◆ Exercise task ◆
Rewrite everything from the entry containing "bbox: green lawn" down to the last entry, replacing "classical column" with "stone column" and leaving all other text unchanged. Output only those entries.

◆ Entries ◆
########################################

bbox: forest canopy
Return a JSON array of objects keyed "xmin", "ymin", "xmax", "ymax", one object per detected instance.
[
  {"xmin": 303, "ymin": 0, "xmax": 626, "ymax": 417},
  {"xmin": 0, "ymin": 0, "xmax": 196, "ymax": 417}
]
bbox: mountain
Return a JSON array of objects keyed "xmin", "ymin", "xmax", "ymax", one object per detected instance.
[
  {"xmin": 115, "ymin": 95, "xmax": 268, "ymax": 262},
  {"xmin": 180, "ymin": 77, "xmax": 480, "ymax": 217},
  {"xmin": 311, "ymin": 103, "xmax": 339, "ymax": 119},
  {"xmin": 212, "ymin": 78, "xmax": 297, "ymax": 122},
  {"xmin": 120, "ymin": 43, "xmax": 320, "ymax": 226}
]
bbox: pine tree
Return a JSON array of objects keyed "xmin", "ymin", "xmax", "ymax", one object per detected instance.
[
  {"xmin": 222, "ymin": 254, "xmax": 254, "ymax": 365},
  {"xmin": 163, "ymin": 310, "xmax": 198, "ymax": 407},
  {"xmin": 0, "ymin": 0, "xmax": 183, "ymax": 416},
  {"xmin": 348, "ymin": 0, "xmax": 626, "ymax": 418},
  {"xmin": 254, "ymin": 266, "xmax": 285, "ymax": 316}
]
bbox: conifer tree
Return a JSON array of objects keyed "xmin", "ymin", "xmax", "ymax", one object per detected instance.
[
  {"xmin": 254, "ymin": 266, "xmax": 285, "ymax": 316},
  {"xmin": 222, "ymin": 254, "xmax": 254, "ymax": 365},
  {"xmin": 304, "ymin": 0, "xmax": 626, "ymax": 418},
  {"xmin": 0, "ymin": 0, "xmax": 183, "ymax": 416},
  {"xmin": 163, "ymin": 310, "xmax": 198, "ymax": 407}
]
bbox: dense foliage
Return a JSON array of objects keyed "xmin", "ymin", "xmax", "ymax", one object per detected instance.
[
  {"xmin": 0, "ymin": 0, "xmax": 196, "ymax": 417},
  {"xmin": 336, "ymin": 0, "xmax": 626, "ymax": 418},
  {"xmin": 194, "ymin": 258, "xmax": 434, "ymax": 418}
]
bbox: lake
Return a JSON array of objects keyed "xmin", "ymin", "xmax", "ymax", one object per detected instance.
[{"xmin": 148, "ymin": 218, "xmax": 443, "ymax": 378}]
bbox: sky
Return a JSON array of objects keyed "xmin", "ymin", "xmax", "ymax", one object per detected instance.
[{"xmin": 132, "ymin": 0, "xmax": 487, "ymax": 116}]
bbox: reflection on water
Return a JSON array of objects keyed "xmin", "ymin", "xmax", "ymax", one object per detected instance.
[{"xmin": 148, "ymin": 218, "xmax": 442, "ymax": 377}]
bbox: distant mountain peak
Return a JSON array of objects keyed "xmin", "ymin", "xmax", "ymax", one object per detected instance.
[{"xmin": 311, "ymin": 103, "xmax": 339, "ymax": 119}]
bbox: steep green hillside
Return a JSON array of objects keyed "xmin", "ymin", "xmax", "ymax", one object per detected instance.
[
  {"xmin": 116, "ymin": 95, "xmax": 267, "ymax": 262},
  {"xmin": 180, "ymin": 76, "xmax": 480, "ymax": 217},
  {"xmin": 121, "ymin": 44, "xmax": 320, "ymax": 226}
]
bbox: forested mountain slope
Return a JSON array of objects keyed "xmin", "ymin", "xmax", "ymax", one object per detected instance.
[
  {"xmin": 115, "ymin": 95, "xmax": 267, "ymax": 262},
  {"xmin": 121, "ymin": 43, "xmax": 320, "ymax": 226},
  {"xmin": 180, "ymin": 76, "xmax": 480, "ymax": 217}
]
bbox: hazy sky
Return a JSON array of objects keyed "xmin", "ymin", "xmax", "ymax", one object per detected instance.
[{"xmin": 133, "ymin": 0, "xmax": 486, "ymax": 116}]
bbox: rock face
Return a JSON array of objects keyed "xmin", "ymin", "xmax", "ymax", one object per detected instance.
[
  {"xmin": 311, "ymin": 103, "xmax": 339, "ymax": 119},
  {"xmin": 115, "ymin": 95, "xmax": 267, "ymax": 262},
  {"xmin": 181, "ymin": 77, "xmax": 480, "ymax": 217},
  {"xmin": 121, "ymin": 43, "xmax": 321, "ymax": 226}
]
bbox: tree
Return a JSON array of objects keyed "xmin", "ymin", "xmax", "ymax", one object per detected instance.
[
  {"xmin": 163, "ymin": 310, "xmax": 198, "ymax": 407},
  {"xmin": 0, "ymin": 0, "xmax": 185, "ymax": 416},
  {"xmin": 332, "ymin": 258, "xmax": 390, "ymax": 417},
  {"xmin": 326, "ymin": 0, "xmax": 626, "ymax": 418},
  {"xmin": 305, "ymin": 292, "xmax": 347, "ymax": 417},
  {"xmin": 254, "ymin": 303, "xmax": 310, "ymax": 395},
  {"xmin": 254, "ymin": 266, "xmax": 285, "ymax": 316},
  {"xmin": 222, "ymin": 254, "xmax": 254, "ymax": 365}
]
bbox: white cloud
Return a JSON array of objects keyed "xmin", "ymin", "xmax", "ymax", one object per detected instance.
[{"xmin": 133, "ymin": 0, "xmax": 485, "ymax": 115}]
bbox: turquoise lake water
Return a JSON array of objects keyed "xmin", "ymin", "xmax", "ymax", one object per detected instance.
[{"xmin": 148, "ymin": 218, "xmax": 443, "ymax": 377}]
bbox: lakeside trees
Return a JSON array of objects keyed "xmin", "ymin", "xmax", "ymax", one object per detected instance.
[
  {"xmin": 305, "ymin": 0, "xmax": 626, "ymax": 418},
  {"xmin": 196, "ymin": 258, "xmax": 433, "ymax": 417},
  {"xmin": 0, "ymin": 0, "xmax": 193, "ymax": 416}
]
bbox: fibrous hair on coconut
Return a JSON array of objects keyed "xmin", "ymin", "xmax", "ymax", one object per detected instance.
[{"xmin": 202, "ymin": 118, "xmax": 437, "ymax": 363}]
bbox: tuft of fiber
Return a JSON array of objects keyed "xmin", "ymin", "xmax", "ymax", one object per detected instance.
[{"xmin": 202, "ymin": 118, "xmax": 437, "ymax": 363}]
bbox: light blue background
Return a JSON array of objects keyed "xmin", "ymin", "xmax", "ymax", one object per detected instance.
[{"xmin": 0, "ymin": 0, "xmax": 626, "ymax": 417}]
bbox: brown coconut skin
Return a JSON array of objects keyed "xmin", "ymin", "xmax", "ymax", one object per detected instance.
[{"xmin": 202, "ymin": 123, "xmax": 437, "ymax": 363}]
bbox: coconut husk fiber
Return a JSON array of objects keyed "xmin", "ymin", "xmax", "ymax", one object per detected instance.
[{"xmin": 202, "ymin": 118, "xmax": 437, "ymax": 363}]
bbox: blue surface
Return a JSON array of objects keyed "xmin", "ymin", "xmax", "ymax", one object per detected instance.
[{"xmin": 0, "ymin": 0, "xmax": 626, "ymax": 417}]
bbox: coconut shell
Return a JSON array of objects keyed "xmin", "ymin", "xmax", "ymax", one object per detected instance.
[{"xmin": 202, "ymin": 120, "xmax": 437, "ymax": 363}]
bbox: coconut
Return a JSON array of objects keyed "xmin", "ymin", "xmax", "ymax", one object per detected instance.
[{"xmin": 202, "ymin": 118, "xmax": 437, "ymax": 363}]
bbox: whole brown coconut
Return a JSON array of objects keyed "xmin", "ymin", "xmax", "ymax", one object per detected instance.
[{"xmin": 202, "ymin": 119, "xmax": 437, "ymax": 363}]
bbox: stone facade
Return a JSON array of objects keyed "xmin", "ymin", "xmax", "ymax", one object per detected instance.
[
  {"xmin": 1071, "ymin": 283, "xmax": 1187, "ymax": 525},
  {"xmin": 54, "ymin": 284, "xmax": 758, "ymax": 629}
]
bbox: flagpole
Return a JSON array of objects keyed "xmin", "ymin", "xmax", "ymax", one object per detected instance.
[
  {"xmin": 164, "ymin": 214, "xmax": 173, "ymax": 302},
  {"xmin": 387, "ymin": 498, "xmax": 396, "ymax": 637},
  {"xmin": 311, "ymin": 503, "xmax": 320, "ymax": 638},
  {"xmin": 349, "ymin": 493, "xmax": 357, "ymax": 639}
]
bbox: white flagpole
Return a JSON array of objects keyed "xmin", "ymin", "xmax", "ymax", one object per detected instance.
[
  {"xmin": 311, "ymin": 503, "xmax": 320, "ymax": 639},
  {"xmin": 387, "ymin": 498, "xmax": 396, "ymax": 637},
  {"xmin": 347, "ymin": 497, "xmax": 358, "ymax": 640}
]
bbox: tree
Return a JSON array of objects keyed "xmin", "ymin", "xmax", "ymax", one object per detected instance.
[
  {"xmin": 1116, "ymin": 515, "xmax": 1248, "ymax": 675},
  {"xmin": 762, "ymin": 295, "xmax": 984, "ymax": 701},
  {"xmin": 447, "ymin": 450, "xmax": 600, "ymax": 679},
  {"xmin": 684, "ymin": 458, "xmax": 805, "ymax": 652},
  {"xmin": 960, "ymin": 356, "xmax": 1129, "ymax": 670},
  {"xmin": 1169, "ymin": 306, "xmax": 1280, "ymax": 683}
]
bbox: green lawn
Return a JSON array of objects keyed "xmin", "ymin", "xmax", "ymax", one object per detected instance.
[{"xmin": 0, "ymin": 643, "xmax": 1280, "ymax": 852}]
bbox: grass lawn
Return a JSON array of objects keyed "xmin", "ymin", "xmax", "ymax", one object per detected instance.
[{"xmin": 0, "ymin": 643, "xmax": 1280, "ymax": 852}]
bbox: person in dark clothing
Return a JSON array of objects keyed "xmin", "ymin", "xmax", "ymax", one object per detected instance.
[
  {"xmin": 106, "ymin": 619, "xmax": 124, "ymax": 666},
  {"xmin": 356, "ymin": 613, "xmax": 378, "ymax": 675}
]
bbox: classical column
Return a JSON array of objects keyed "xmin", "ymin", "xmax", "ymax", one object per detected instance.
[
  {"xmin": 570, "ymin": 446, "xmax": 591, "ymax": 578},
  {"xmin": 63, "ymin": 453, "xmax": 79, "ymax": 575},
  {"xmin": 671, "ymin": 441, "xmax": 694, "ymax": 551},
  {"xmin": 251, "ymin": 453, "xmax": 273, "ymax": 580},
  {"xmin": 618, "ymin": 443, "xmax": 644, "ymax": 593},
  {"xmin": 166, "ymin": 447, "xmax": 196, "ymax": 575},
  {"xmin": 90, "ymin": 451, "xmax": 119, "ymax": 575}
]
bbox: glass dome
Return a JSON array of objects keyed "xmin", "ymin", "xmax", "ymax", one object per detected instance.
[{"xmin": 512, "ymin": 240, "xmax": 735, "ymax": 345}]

########################################

◆ Solution ◆
bbox: green lawn
Return a JSON array of objects keyed "xmin", "ymin", "xmax", "ymax", one object per detected instance.
[{"xmin": 0, "ymin": 643, "xmax": 1280, "ymax": 852}]
bbox: grass lawn
Return a JSON array of objects keyed "xmin", "ymin", "xmax", "ymax", one object per detected instance.
[{"xmin": 0, "ymin": 643, "xmax": 1280, "ymax": 852}]
bbox: person in dark clothing
Return a JSON array of objects keyed "xmin", "ymin", "xmax", "ymax", one object per detected instance.
[
  {"xmin": 106, "ymin": 619, "xmax": 124, "ymax": 666},
  {"xmin": 356, "ymin": 613, "xmax": 378, "ymax": 675}
]
bbox: stone column
Return a JSON array of objects keyed "xmin", "ymin", "xmax", "ymax", one object per detected instance.
[
  {"xmin": 570, "ymin": 446, "xmax": 591, "ymax": 578},
  {"xmin": 63, "ymin": 453, "xmax": 79, "ymax": 575},
  {"xmin": 671, "ymin": 441, "xmax": 694, "ymax": 551},
  {"xmin": 251, "ymin": 453, "xmax": 273, "ymax": 580},
  {"xmin": 618, "ymin": 443, "xmax": 644, "ymax": 593},
  {"xmin": 166, "ymin": 447, "xmax": 196, "ymax": 575},
  {"xmin": 90, "ymin": 451, "xmax": 119, "ymax": 575}
]
bbox: glass dome
Return a JSON array of objects keyed "xmin", "ymin", "xmax", "ymax", one object per detected instance.
[{"xmin": 512, "ymin": 240, "xmax": 735, "ymax": 345}]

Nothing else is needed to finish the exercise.